### What you will do
Below is a block of entries; repeat exactly the lines starting at the line that contains "Pass-network tagging: label the sky" and ending at the line that contains "Pass-network tagging: label the tiled", both included.

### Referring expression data
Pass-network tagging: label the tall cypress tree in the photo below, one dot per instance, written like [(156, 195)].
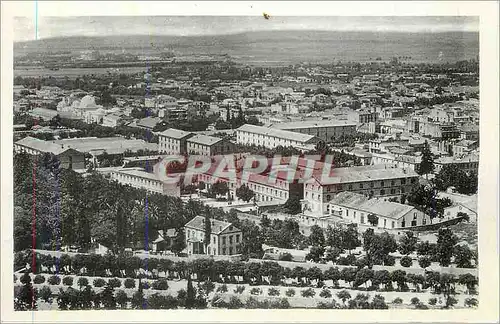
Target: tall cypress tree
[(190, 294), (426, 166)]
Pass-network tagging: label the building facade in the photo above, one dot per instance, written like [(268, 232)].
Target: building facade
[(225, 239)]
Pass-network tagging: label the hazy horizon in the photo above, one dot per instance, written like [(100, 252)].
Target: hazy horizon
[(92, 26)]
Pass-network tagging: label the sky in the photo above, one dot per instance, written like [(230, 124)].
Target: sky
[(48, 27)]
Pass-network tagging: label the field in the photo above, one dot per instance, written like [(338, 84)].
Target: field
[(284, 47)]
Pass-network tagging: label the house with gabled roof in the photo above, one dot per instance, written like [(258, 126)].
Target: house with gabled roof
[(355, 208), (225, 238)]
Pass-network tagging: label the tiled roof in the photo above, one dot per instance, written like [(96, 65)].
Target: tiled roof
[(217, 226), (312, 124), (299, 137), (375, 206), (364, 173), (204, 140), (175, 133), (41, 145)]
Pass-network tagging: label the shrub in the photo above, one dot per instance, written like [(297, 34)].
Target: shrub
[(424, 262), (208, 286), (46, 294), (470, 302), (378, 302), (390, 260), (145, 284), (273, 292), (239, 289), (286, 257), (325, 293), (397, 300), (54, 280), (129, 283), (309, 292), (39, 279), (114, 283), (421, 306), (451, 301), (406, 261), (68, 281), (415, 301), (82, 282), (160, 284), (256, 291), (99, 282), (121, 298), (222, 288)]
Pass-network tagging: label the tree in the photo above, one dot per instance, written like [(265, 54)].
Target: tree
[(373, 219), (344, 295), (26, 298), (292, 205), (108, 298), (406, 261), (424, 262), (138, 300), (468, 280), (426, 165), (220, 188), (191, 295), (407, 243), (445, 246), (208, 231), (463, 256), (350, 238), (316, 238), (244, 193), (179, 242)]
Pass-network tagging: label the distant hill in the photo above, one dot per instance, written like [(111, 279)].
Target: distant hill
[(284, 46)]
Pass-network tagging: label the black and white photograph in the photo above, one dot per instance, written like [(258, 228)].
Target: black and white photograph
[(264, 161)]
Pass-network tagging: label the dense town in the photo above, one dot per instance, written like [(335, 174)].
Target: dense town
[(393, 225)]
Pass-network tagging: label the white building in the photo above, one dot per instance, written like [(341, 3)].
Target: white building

* * *

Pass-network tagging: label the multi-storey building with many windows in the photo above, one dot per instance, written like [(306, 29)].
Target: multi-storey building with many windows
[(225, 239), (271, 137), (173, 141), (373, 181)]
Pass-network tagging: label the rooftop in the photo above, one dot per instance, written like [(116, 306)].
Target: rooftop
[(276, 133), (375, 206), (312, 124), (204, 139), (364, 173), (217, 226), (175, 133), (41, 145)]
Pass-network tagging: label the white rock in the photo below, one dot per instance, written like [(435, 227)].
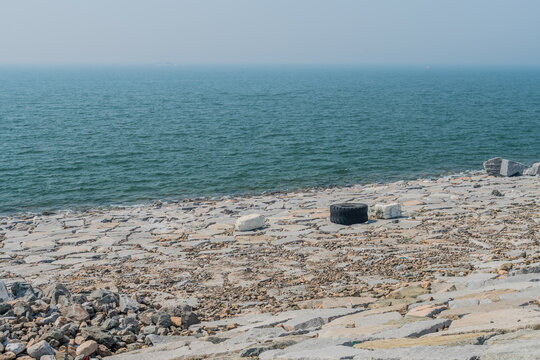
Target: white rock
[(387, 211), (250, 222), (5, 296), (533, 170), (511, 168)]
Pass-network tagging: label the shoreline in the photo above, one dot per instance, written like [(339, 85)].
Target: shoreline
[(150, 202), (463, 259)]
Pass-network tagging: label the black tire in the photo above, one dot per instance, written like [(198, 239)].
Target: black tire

### Result
Pass-network tagging: label the sky in the photo above, one dot per instance, written like [(230, 124)].
Target: sky
[(48, 27)]
Pass-network tagging: label the field in the photo above, one dot per instance, written like [(338, 84)].
Target: field
[(284, 47)]
Pass-network tagging: label the house with gabled roof in the photo above, one dot per instance, written like [(258, 126)].
Target: house with gabled roof
[(355, 208), (225, 238)]
Pass-network tagging: label the tiled roof in the photo above, one dot per instance, written like [(96, 65)].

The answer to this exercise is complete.